Assignment ->
Please set down, word for word, the line that contains "If you could mark the bare" and every line after it to the end of the entries below, omitting the pictures.

Dataset excerpts ->

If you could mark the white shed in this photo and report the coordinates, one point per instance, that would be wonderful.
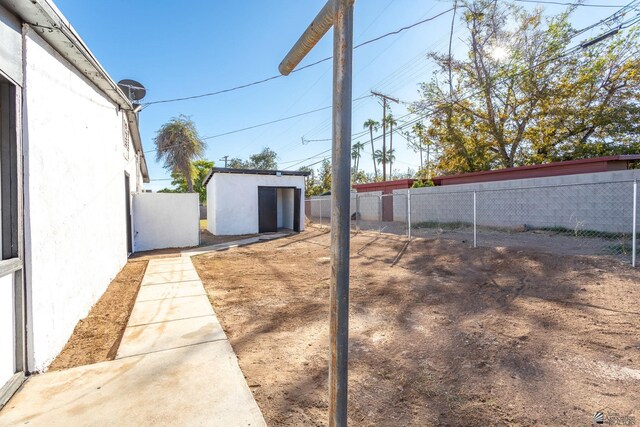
(248, 201)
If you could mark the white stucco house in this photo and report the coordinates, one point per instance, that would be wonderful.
(248, 201)
(70, 159)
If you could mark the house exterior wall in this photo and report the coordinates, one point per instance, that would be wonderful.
(75, 224)
(232, 201)
(10, 47)
(165, 220)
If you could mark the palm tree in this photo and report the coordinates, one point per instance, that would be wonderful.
(391, 122)
(372, 125)
(355, 155)
(379, 158)
(178, 145)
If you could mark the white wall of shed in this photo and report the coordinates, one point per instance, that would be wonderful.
(10, 46)
(75, 222)
(165, 220)
(287, 208)
(232, 201)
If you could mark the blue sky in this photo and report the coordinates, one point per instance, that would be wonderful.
(186, 48)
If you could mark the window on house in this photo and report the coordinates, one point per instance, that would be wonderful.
(126, 135)
(8, 171)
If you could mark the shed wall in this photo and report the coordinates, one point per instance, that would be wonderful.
(232, 201)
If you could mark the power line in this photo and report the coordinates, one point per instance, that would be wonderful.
(569, 4)
(257, 82)
(276, 121)
(569, 51)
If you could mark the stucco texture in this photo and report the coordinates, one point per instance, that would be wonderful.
(75, 222)
(232, 201)
(165, 220)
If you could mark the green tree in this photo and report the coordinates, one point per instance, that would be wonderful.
(519, 98)
(325, 176)
(356, 153)
(266, 160)
(199, 171)
(379, 158)
(372, 125)
(237, 163)
(178, 145)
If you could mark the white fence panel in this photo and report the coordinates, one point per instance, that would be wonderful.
(165, 220)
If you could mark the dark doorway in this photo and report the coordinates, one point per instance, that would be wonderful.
(387, 207)
(127, 193)
(267, 209)
(297, 195)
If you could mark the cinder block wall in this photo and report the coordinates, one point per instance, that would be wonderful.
(597, 201)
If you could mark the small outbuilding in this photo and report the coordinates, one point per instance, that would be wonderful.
(249, 201)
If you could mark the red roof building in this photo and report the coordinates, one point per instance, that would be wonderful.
(571, 167)
(386, 187)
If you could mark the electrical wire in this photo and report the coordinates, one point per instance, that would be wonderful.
(569, 4)
(257, 82)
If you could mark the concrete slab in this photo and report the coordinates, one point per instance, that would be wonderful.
(219, 247)
(167, 268)
(169, 277)
(145, 312)
(170, 290)
(199, 385)
(169, 335)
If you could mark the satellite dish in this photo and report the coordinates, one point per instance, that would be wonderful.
(133, 89)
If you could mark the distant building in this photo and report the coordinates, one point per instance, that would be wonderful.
(571, 167)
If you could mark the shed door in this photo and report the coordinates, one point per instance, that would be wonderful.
(267, 209)
(297, 195)
(12, 348)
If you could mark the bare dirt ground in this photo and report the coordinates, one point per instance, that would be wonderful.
(96, 338)
(531, 240)
(440, 334)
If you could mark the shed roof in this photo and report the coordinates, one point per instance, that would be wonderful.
(253, 172)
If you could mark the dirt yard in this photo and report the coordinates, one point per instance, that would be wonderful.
(96, 338)
(440, 334)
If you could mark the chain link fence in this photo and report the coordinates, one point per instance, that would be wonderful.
(595, 218)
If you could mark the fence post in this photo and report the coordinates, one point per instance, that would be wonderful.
(475, 227)
(409, 213)
(380, 214)
(357, 212)
(634, 235)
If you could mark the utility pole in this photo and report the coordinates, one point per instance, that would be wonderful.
(384, 130)
(339, 14)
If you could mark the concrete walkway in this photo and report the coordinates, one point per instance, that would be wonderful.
(174, 367)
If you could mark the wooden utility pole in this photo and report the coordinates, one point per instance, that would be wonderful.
(339, 15)
(384, 130)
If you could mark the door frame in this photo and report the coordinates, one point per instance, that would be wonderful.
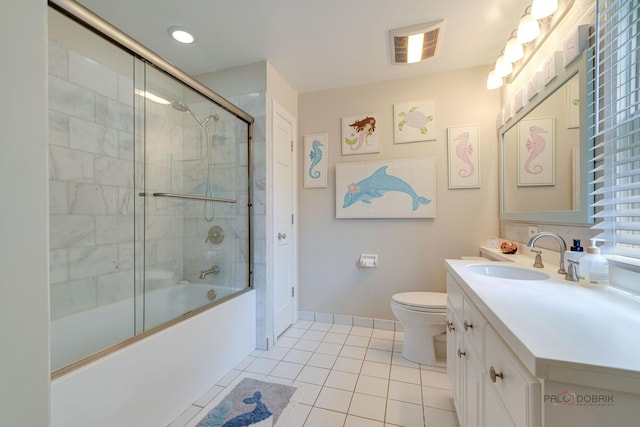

Answer for the task ->
If you could mark the bare dirt ground in this photo and report the coordinates, one point per instance, that would be wonderful.
(96, 338)
(531, 240)
(440, 334)
If you could mark the shed roof in this photo and report the coordinates, one point per instance, that would be wonderful.
(253, 172)
If you could mark the dirt yard in this photo and report the coordinates, one point per instance, that would be wonderful.
(96, 338)
(440, 334)
If you could mark the chain link fence in this photo and report the coordinates, one point per instance, that would be wonderful.
(595, 218)
If you could mark the fence post in this photo and report the coordinates, one point per instance, that would be wonderful.
(475, 227)
(409, 213)
(380, 214)
(357, 212)
(634, 235)
If you could mark the utility pole in this photo and report the coordinates, one point per instance, that would be wonderful.
(384, 130)
(339, 14)
If you could mark the concrete walkway in this photo and report the coordinates, one point per instance, that would be wonderful.
(174, 367)
If you could mark the wooden utility pole in this photo and report the coordinates, one point per instance, that would be wonderful.
(339, 15)
(384, 130)
If you could mark the door frame in this photo and report the coordinates, one point per instance, that would be wonderful.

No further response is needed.